Report, copied in full, every line below that contains the word "camouflage".

(Excerpts of pointing data)
▬▬▬

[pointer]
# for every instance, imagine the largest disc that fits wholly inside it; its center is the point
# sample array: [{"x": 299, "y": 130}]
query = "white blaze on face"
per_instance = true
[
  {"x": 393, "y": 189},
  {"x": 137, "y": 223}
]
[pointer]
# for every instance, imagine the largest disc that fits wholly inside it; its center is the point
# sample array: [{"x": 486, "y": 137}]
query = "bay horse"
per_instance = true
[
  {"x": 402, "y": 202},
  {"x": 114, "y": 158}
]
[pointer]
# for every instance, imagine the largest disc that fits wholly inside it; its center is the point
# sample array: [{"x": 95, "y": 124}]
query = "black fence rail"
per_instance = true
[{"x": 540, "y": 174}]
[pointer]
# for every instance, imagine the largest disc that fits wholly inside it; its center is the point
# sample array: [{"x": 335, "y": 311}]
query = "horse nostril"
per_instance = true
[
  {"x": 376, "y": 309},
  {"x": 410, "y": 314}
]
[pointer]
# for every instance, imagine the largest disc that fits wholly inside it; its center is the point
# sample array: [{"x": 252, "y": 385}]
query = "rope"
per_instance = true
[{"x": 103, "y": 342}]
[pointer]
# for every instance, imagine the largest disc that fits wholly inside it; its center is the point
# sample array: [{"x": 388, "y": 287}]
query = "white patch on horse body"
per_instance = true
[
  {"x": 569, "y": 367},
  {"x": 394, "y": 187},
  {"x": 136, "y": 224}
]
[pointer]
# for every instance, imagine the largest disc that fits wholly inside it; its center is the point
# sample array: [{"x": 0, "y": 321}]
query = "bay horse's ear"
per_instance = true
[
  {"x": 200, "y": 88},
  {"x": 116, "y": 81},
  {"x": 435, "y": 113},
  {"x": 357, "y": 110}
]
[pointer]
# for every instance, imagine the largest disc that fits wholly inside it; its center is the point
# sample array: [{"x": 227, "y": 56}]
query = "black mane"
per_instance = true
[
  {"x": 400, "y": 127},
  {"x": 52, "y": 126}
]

▬▬▬

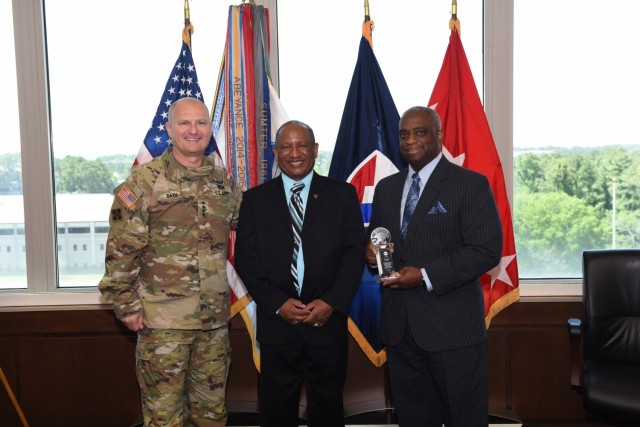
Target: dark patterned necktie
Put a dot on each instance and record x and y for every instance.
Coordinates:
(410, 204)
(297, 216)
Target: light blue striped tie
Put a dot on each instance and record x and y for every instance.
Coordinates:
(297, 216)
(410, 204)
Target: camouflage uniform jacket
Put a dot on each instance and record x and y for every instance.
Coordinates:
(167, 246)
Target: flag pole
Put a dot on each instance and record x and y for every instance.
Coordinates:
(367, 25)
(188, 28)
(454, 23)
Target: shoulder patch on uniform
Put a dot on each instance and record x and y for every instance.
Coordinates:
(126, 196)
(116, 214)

▬▬▬

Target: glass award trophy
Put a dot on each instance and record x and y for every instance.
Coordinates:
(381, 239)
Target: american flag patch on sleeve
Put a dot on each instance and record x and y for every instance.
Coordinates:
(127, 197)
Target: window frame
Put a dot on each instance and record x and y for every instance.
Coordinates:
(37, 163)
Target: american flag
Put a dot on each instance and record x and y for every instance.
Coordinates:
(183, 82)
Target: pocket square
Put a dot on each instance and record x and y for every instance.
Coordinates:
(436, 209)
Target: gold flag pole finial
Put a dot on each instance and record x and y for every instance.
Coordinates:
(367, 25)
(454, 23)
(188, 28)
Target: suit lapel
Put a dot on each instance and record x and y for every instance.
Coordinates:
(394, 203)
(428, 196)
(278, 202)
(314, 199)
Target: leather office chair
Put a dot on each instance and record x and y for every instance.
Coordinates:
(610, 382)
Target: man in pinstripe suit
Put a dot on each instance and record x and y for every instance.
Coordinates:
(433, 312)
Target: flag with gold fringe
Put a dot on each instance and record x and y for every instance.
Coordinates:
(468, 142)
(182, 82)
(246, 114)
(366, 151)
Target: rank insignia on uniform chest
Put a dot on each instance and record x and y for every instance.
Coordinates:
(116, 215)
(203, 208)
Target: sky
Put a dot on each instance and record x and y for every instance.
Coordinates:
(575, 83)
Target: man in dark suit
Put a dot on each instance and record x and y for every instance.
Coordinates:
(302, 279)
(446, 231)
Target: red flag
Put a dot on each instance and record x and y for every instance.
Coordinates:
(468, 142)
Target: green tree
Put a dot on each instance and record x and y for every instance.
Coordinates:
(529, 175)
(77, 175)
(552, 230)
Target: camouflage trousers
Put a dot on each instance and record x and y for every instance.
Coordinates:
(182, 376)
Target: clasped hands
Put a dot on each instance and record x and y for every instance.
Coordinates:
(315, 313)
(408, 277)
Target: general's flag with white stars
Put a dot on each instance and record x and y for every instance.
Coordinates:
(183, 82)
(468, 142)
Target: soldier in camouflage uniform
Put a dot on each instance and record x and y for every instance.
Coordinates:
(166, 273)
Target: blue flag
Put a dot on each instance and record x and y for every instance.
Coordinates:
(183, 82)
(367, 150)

▬▬▬

■ **Answer to the task**
Target: camouflage uniform jacket
Target: camouflage trousers
Target: soldier in camouflage uniform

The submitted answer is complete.